Data records:
........
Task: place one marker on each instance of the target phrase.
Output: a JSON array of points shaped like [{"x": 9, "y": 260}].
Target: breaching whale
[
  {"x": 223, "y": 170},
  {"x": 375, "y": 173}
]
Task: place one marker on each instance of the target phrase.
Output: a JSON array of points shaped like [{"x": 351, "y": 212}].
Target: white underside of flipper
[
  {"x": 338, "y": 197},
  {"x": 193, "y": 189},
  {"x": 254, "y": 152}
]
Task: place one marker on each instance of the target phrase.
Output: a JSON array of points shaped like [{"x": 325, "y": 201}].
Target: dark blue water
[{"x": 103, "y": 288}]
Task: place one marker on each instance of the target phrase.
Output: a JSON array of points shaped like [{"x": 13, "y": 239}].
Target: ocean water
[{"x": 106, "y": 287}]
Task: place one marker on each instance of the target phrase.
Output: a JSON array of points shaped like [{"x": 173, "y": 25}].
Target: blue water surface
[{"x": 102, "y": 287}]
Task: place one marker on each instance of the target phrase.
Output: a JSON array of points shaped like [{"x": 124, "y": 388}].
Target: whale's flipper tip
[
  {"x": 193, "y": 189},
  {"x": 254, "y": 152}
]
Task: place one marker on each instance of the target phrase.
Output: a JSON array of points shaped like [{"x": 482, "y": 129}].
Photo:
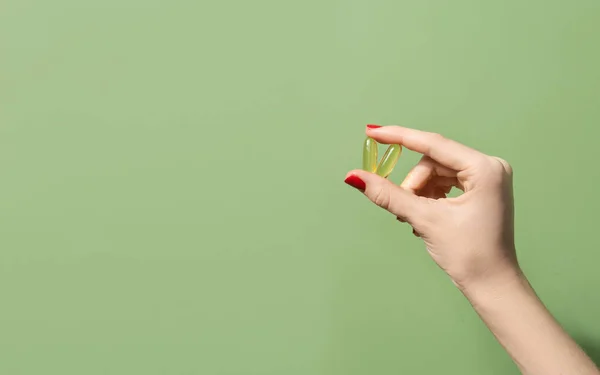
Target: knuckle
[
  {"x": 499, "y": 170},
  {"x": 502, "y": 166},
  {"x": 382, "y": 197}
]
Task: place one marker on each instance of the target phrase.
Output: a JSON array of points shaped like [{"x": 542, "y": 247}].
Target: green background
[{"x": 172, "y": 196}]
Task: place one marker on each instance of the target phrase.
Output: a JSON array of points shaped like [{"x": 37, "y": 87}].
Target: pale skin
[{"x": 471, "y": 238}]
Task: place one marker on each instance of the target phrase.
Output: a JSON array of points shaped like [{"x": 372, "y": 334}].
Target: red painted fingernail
........
▶ **Task goal**
Word for word, return the records shown above without their pictures.

▶ **Written solution**
Task: place one marker on each instance of the target phrase.
Output: a JSON array of points shaped like [{"x": 9, "y": 260}].
Target: breaching whale
[
  {"x": 223, "y": 170},
  {"x": 375, "y": 173}
]
Task: place one marker on each instance of the target phrase.
Output: a JSON array of points shaped like [{"x": 351, "y": 212}].
Target: white underside of flipper
[
  {"x": 338, "y": 197},
  {"x": 193, "y": 189},
  {"x": 254, "y": 152}
]
Task: place one marker on each instance of the target phrase.
Output: a JSON array of points shaped like [{"x": 325, "y": 201}].
Target: dark blue water
[{"x": 103, "y": 288}]
Task: place one marker on each instance of the target phrase.
Output: a JSON array of points shaped like [{"x": 13, "y": 239}].
Target: ocean water
[{"x": 106, "y": 287}]
Task: place one marker on each instance of the target phrase.
Output: a JSON array of points shaped like [{"x": 173, "y": 25}].
Target: blue water surface
[{"x": 102, "y": 287}]
Task: place one marker on each instance of the target phrase.
Output: a JSON array of points shaped like [{"x": 124, "y": 388}].
Target: whale's flipper tip
[
  {"x": 193, "y": 189},
  {"x": 254, "y": 152}
]
Task: place one marker on each instance of the target phrase.
Output: a JSON array of points shaped like [{"x": 482, "y": 129}].
Photo:
Target: knuckle
[
  {"x": 499, "y": 170},
  {"x": 502, "y": 166},
  {"x": 382, "y": 197}
]
Task: place one marker on each instance of the target phrase.
Output: a JSON array of points shaped like [{"x": 542, "y": 247}].
Target: green background
[{"x": 172, "y": 196}]
Task: place one marker on each instance of the target phrase.
Output: a JSON array of points shaped like [{"x": 37, "y": 87}].
Target: pale skin
[{"x": 471, "y": 238}]
Task: place one marker on each instance of the target phrase.
Output: a JSON array of points shaped like [{"x": 372, "y": 334}].
Target: red painted fingernail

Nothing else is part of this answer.